(RECORDS FOR THIS TASK)
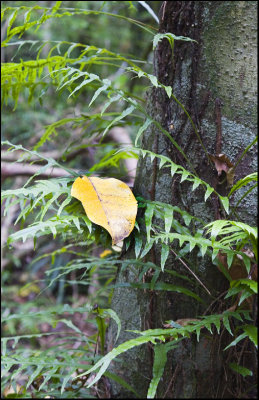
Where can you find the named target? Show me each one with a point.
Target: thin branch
(196, 277)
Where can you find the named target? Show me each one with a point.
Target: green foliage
(46, 208)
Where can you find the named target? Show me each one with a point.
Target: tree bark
(216, 80)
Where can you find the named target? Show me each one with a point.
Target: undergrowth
(56, 361)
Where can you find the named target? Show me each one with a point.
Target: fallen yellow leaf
(108, 202)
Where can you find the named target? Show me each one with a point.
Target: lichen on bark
(220, 65)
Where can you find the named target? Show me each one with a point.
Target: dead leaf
(108, 202)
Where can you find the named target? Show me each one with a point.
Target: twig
(196, 277)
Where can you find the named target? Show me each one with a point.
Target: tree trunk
(216, 80)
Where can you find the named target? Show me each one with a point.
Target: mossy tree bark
(218, 73)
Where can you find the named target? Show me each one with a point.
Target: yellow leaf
(109, 203)
(105, 253)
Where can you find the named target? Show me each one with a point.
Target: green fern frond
(165, 162)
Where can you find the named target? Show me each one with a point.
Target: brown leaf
(222, 163)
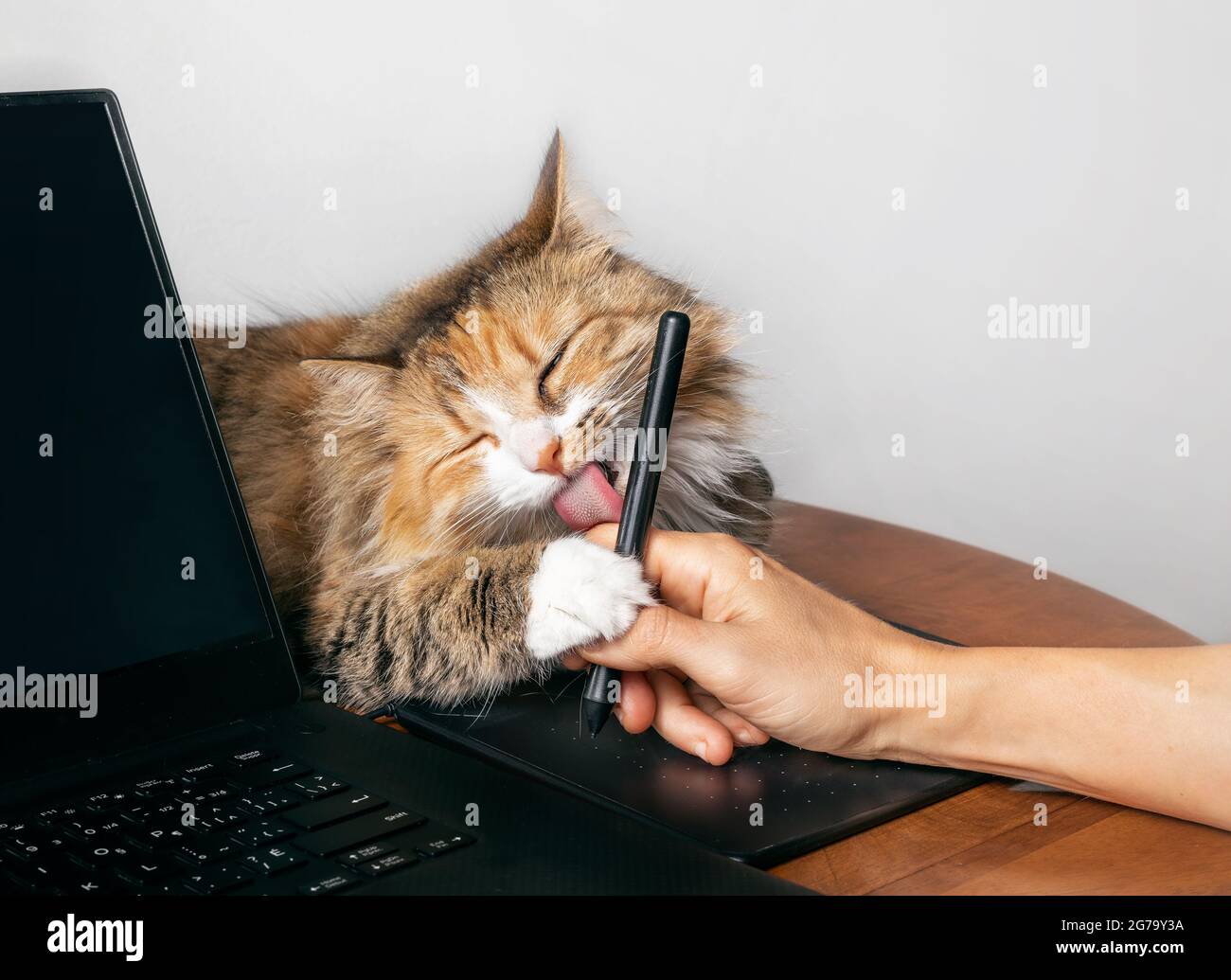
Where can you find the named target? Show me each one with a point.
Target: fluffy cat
(399, 468)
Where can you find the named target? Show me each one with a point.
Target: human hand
(742, 649)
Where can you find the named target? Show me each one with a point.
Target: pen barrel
(641, 490)
(649, 450)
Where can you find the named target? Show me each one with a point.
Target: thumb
(661, 636)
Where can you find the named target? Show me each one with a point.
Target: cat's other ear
(356, 386)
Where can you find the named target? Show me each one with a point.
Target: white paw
(581, 594)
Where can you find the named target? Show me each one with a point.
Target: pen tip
(596, 716)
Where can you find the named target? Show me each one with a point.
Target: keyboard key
(269, 802)
(333, 882)
(85, 882)
(155, 786)
(156, 839)
(262, 832)
(432, 843)
(33, 843)
(201, 772)
(147, 870)
(388, 864)
(335, 808)
(274, 861)
(216, 791)
(208, 819)
(367, 852)
(251, 757)
(91, 828)
(213, 881)
(53, 814)
(314, 787)
(99, 802)
(103, 855)
(360, 830)
(208, 849)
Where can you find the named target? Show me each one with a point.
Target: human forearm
(1149, 728)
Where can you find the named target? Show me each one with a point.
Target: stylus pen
(602, 684)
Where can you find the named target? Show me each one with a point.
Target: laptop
(155, 739)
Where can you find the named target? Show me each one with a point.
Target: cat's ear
(355, 385)
(546, 218)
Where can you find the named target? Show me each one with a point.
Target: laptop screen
(123, 541)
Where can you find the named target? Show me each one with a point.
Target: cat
(401, 468)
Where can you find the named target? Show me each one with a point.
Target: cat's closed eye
(548, 369)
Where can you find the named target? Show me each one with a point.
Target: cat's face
(533, 373)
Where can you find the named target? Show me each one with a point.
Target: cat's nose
(538, 447)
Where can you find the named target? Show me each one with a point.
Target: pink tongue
(587, 500)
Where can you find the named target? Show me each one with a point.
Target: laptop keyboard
(251, 820)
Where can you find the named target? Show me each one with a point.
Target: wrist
(932, 691)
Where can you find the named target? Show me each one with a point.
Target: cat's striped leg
(459, 627)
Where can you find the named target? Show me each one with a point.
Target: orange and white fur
(401, 468)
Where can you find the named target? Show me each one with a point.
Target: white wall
(776, 198)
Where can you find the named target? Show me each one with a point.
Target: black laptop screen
(121, 543)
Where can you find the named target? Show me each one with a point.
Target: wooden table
(985, 841)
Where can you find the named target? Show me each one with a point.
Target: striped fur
(368, 448)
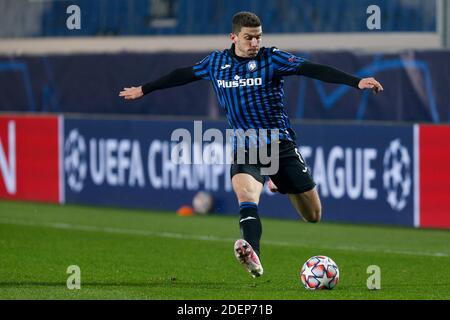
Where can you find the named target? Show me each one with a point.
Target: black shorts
(293, 175)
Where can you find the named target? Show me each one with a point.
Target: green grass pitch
(131, 254)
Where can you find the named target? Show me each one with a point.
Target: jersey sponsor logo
(238, 82)
(251, 66)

(SET EXERCISE) Pictures are not part of the copy; reproduce everything else in the records exactly.

(FULL SOLUTION)
Where can you find the named target? Show me each one with a point.
Target: thin branch
(196, 277)
Where can you find the named target? Show me each one with a point.
Target: green foliage
(46, 208)
Where can you find the named target? Show me each one with a point.
Target: tree bark
(216, 80)
Where can you find the named target? Show me each one with a point.
Target: undergrowth
(56, 361)
Where can you find the named target? Show me each one with a point.
Target: fallen yellow leaf
(108, 202)
Where can you find the named target? Show me each one with a point.
Target: lichen on bark
(220, 65)
Where can you find the named target? Show me each one with a point.
Target: dead leaf
(108, 202)
Where can you find the named target? Show me each one with a point.
Target: twig
(196, 277)
Where can you find the named target? Show me each one with a point.
Target: tree trunk
(216, 80)
Where can you find the named target? Show me each one with a point.
Target: mossy tree bark
(218, 73)
Where can you find the named target? Show me each one with a point.
Target: yellow leaf
(109, 203)
(105, 253)
Where can you find the named target? Show me each one with a point.
Target: green fern frond
(165, 162)
Where can you find the named target? Show me each one with a point.
Target: brown leaf
(222, 163)
Where can you find the named target? Show me each one with a point.
Target: fluffy cat
(399, 468)
Where can you find the named target? Show me each one with a point.
Target: human hand
(742, 649)
Where can you find the named target? Show me each one with a point.
Target: pen barrel
(641, 490)
(649, 450)
Where can you find the named target? Show me each one with a point.
Target: thumb
(661, 636)
Where can you find the named target? Show me each one with a point.
Target: cat's other ear
(356, 386)
Where can you find the named target? Show me each one with a point.
Target: white paw
(581, 594)
Where can you find the named target? Show me each one with a point.
Target: pen tip
(596, 716)
Where can you find the named target? Show me each one with a point.
Target: keyboard key
(269, 802)
(333, 882)
(85, 882)
(155, 786)
(156, 839)
(262, 832)
(432, 843)
(33, 843)
(201, 772)
(147, 870)
(388, 864)
(335, 808)
(274, 861)
(216, 791)
(208, 819)
(367, 852)
(251, 757)
(91, 828)
(213, 881)
(53, 814)
(314, 787)
(99, 802)
(103, 855)
(360, 830)
(208, 849)
Where can you find the named target? Show me each one with a point.
Target: human forearm
(1149, 728)
Where can you find the named target? Show me each one with a point.
Target: stylus pen
(602, 684)
Where can you find the named target? Show me each one with a point.
Target: laptop
(155, 739)
Where can you find the named target? Show me each one with a point.
Target: cat's ear
(355, 385)
(546, 218)
Where can you find the named target? Show me each one with a point.
Target: laptop screen
(123, 541)
Where can you find the named target? Show me each one with a point.
Target: cat
(401, 468)
Where can you find the named target? Show me each one with a point.
Target: cat's closed eye
(548, 369)
Where can you find the named target? Show me each one with a point.
Target: cat's face
(533, 373)
Where can you find the named target? Show me each one with a point.
Target: cat's nose
(538, 447)
Where can you find the named target? Show me each one with a point.
Target: pink tongue
(587, 500)
Where can you find the named target? Show me each one with a point.
Target: laptop keyboard
(251, 820)
Where can you find the named target? Show me each one with a point.
Target: wrist
(932, 691)
Where can you find the named target? Show me each one with a point.
Target: cat's striped leg
(459, 627)
Where can you find the named target? Show me each one with a point.
Target: orange and white fur
(401, 468)
Where can you find the named target? Show me each one with a point.
Target: white wall
(776, 198)
Where can you find the named target? Show me each one with a point.
Target: black laptop screen
(121, 543)
Where can you find the named target? Show me each one with a point.
Target: wooden table
(985, 841)
Where can you find the named target? Show me each one with a point.
Target: striped fur
(368, 448)
Where can you find the named target? Show me each one with a point.
Target: black shorts
(293, 175)
Where can you find the named target? Show me each one with a point.
Target: green grass pitch
(131, 254)
Where can you find the named target? Show me each one with a point.
Target: jersey sponsor logo
(238, 82)
(251, 66)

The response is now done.